§ Texte d'étude
Champion olympique individuel de saut d'obstacles des Jeux de Pékin à Hong Kong, le Canadien Eric Lamaze, vedette des R.I.D.E de Deauville, croit plus aux chevaux qu'en Dieu mais c'est bien de rédemption et même de Grâce dont il est question dans son parcours.

Son histoire est digne d'un roman de Zola qui aurait été transposé au XXe siècle dans la banlieue de Montréal, avec un père trafiquant de drogue, forcément peu présent, et une mère souvent absente.Dans la vie de Lamaze, la réalité dépasse la fiction. Doué pour le tennis, il découvre les chevaux à 13 ans. «Je participais déjà à des tournois internationaux (de tennis) et j'avais des sponsors. Je suis reparti à zéro. J'ai vite développé ma passion. J'ai commencé comme palefrenier, je montais des chevaux que personne ne voulait monter», explique-t-il.

Une prometteuse carrière de cavalier s'ouvre à lui quand il écope d'une première suspension de deux ans pour usage de cocaïne, quelques semaines avant les Jeux d'Atlanta en 1996.

Un juge à l'écoute

C'est alors qu'une première main se tend, celle inattendu d'un juge canadien qui réduit la peine pour circonstances atténuantes.

Mais Lamaze retombe, contrôlé positif à l'éphrédine, une substance contenue dans un médicament contre le rhume, cette fois quelques jours avant les Jeux de Sydney. La Fédération canadienne applique à la lettre la règle de la récidive et suspend le cavalier à vie. Déprimé, Lamaze replonge dans la cocaïne.

Son avocat et toujours le juge ange gardien le sortent pour la seconde fois du pétrin.

§ Jeu de données
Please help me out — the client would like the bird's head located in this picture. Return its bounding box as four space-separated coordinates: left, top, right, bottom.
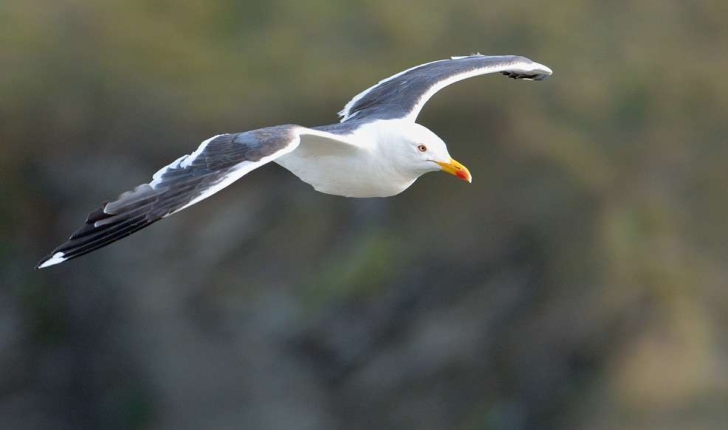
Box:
398 123 473 182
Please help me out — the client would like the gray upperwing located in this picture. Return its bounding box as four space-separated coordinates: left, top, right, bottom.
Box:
37 125 301 268
339 54 551 122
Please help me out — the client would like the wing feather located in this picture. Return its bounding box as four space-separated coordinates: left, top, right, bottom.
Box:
37 125 307 268
339 54 552 122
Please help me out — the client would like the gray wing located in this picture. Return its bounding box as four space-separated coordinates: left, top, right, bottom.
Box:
339 54 552 122
37 125 306 268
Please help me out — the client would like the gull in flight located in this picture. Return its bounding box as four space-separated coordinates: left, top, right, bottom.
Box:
37 54 551 268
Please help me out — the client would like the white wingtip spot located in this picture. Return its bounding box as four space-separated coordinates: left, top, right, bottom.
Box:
38 252 68 269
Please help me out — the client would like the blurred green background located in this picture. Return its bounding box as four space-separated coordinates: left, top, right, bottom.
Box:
0 0 728 430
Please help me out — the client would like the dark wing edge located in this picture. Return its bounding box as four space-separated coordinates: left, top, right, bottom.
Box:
339 54 553 122
36 125 303 269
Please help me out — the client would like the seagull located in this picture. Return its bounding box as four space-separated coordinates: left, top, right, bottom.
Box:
36 54 552 269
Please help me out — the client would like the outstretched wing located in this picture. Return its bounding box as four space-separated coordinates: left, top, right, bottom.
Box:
339 54 552 122
37 125 308 268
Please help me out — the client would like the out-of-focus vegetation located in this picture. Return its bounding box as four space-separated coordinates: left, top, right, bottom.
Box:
0 0 728 430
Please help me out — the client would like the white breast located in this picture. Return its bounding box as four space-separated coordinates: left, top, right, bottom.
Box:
275 144 417 197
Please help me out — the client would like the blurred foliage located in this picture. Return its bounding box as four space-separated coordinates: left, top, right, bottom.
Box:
0 0 728 429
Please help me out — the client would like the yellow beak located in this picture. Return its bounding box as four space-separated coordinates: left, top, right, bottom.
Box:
437 158 473 182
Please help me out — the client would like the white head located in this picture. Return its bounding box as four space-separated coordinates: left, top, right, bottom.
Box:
381 122 472 182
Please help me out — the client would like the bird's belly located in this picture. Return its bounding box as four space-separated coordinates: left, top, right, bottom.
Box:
275 151 415 197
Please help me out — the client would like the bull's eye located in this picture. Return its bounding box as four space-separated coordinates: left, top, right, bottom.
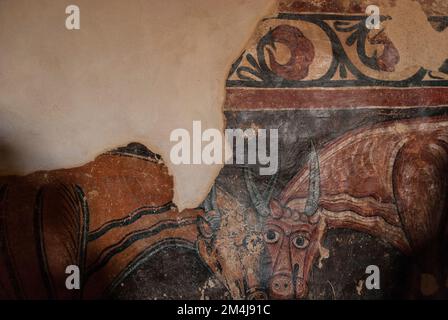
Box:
264 229 280 243
292 234 310 249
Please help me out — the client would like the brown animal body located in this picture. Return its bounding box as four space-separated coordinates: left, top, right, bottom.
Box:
249 117 448 298
0 145 202 299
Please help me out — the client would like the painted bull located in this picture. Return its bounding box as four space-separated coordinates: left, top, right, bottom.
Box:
245 117 448 299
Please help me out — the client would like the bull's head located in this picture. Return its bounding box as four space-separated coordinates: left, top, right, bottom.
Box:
245 147 325 299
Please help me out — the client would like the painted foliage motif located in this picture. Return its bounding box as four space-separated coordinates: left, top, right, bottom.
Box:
0 1 448 299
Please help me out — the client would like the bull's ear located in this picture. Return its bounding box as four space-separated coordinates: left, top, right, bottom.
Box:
269 199 283 219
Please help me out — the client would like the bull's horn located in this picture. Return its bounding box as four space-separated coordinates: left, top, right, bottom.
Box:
304 142 320 217
244 168 278 217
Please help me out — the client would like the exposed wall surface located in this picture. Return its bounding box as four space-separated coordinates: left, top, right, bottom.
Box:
0 0 448 299
0 0 272 208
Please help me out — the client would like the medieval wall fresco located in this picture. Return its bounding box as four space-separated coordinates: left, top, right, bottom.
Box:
0 0 448 299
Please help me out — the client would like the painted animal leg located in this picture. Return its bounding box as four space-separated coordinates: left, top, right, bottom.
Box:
393 139 448 295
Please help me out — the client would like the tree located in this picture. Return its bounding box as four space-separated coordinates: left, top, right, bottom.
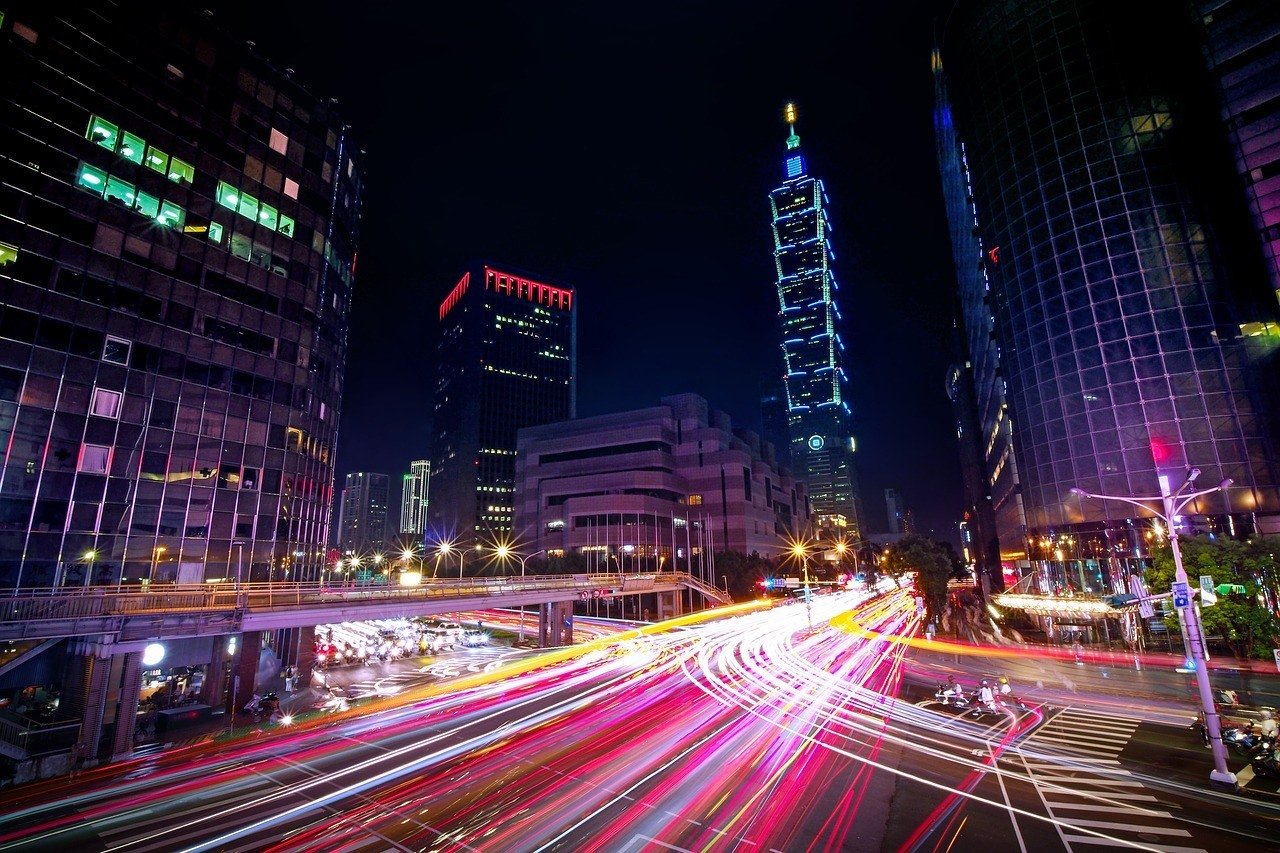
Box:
1147 535 1280 658
881 534 952 621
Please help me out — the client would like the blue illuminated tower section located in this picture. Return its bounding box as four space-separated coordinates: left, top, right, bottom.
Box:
769 104 867 535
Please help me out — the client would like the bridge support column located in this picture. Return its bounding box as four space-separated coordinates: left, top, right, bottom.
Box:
59 640 113 766
111 652 142 761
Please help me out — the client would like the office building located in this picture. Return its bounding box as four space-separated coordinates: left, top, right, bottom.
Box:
338 471 392 556
516 394 812 563
425 266 577 542
769 104 865 535
0 0 362 588
933 0 1280 590
401 459 431 537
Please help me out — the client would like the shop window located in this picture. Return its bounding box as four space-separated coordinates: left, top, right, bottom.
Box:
90 388 122 420
120 131 147 165
102 336 132 365
143 145 169 174
76 163 106 196
76 444 111 474
134 192 160 219
84 115 120 151
218 181 239 210
257 202 279 231
104 175 137 207
169 158 196 186
156 201 187 228
269 127 289 154
236 192 257 220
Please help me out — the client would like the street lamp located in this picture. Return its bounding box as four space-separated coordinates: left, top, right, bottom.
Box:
494 544 547 646
1071 467 1236 789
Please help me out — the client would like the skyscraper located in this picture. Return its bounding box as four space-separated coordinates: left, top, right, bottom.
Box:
401 459 431 537
769 104 867 534
425 266 577 539
934 0 1280 578
0 0 361 587
338 471 392 555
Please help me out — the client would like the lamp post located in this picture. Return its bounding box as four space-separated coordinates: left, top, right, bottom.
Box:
494 546 547 646
1071 467 1236 789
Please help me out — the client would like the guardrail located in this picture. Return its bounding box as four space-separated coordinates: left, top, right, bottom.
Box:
0 571 726 633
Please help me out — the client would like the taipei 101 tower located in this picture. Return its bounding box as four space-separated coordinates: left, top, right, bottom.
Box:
769 104 867 538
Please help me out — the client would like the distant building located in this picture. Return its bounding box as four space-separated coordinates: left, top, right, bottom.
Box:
425 266 577 540
516 394 810 563
338 473 392 555
769 104 865 534
401 459 431 537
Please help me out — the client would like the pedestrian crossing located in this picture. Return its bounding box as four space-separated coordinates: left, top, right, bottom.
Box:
1019 708 1206 853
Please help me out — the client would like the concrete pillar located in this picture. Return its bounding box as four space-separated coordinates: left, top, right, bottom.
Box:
111 652 142 761
59 642 112 765
200 637 230 708
292 625 316 690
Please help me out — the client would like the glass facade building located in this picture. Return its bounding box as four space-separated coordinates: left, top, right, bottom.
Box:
933 0 1280 578
424 266 577 540
769 104 867 535
0 0 361 587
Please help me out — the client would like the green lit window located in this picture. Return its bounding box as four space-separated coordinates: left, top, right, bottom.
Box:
236 192 257 219
257 204 279 231
169 158 196 183
120 131 147 165
134 192 160 219
146 145 169 174
76 163 106 196
84 115 120 151
104 177 137 207
218 181 239 210
156 201 187 228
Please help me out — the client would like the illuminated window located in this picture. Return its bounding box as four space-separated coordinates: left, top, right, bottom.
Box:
76 163 106 196
120 131 147 165
143 145 169 174
156 201 187 228
218 181 239 210
76 444 111 474
169 158 196 184
104 177 137 207
257 202 279 231
236 192 257 219
269 127 289 154
90 388 122 418
134 192 160 219
84 115 120 151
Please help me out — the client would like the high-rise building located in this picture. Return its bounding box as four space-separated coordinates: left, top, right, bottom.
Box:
0 0 361 587
425 266 577 539
401 459 431 537
933 0 1280 590
338 471 392 555
769 104 865 534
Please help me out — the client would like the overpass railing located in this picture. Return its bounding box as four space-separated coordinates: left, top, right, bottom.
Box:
0 571 721 624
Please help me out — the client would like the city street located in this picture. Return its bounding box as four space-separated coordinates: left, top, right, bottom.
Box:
0 593 1275 850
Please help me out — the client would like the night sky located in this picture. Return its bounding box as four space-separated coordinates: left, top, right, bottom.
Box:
219 0 961 538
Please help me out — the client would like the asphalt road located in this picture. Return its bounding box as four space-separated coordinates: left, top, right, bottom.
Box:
0 593 1276 853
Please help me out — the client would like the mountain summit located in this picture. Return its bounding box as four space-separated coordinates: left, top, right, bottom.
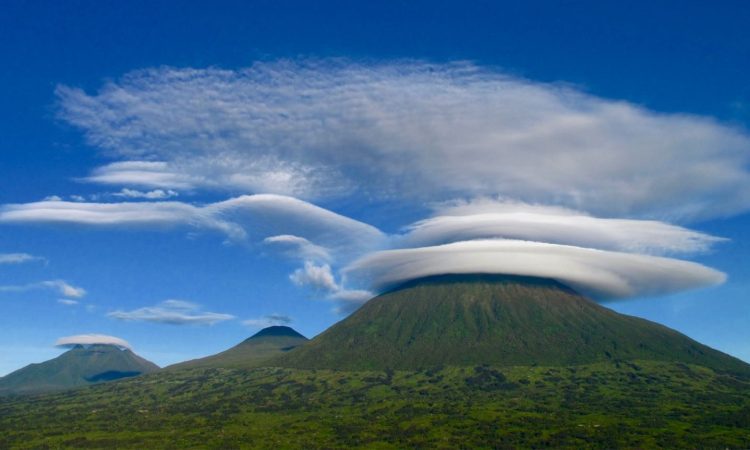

§ Travail demandé
1. Les affirmations suivantes sont-elles conformes au texte sur Eric Lamaze ? Pour chacune, répondez par oui ou par non et citez textuellement les mots du texte qui permettent de trancher.
(a) Eric Lamaze a découvert les chevaux à 13 ans.
(b) Sa première suspension pour usage de cocaïne a duré trois ans.
(c) La Fédération canadienne a appliqué avec souplesse la règle de la récidive.
2. Recopiez tout le passage du texte sur Eric Lamaze, depuis « Une prometteuse carrière » jusqu'à « d'Atlanta en 1996. ».
Le matériel placé après le texte est indépendant de celui-ci.

§ Corrigé de l'exercice
1.
(a) Oui : « il découvre les chevaux à 13 ans ».
(b) Non : « une première suspension de deux ans pour usage de cocaïne ».
(c) Non : « La Fédération canadienne applique à la lettre la règle de la récidive ».

2.
Une prometteuse carrière de cavalier s'ouvre à lui quand il écope d'une première suspension de deux ans pour usage de cocaïne, quelques semaines avant les Jeux d'Atlanta en 1996.